> [Provided text]:
_____
On Aug 11, 2009, at 12:44 PM, David Leal wrote: (01)
> Dear Pat,
>
> I agree except for one thing - a scale is not a set of items/symbols
> in
> itself, but a mapping from a set of "magnitudes of quantity" to a
> set of
> items/symbols. (02)
Well then let us use a different name for that set of items/symbols,
which is the thing I am wanting to describe for the moment, although I
would rather not specify its metaphysical nature. What name would you
suggest? (Scale value?) I will go on using 'scale' until this group
comes to a different consensus. (03)
> Hence re-expressing the consensus in these terms we have:
>
> scale: a mapping f from Q (set of magnitudes of quantity) to S (set of
> symbols - commonly numbers), such that:
>
> f(q1) = f(q2) if and only if q1 = q2 (04)
Iff is surely too strong. And if true, this makes the two sets S and Q
exactly equivalent, so why are we talking about two of them? (05)
>
> ordinal scale: a scale where both Q and S are ordered, such that:
>
> f(q1) > f(q2) if and only if q1 > q2 (06)
Whoa. if S is a set of symbols, there is no natural order, so what is
the ordering being used? And we would need to use two different order
relationships for S and for Q. (Can we extend the scale mapping to the
orders themselves, and write f(q1) f(<) f(Q2) ? (07)
>
> ratio scale: a scale where ratios can be defined for both Q and S,
> such that:
>
> r.f(q1) = f(q2) if and only if r.q1 = q2 (08)
What is r here? Any real number? What does it mean to multiply a
number and a symbol? And do we really want to say that multiplication
can be done directly to a magnitude? (09)
_____
> [Given request]: Reproduce the stretch of the scale discussion from "Whoa. if S is" through "f(Q2) ? (07)" word for word.

> [Extracted data entries]:
_____
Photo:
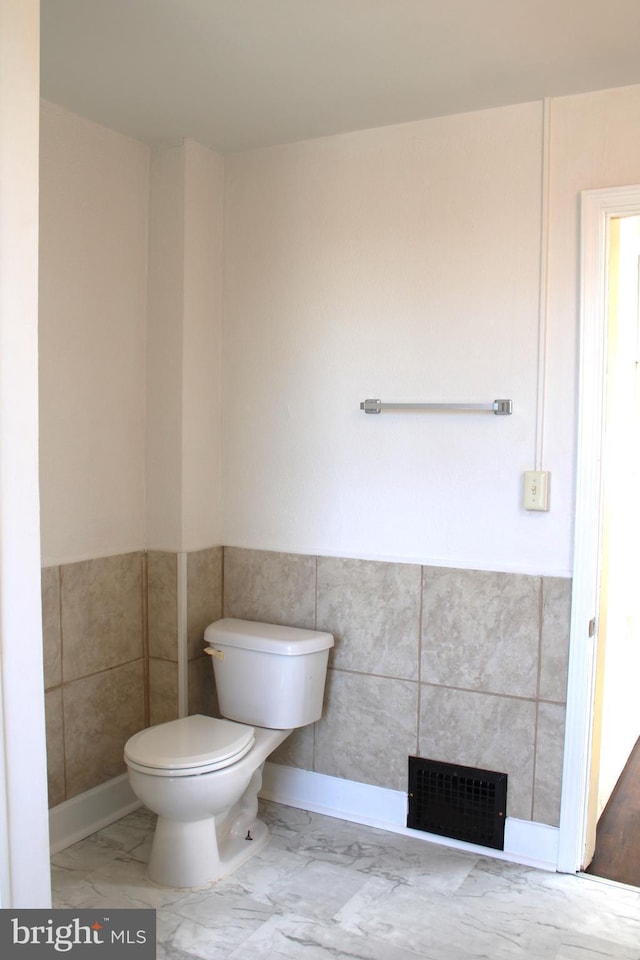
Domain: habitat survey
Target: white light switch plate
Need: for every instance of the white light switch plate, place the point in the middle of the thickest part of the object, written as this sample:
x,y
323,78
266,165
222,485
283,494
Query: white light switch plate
x,y
536,490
_____
> [Result of the exercise]:
Whoa. if S is a set of symbols, there is no natural order, so what is
the ordering being used? And we would need to use two different order
relationships for S and for Q. (Can we extend the scale mapping to the
orders themselves, and write f(q1) f(<) f(Q2) ? (07)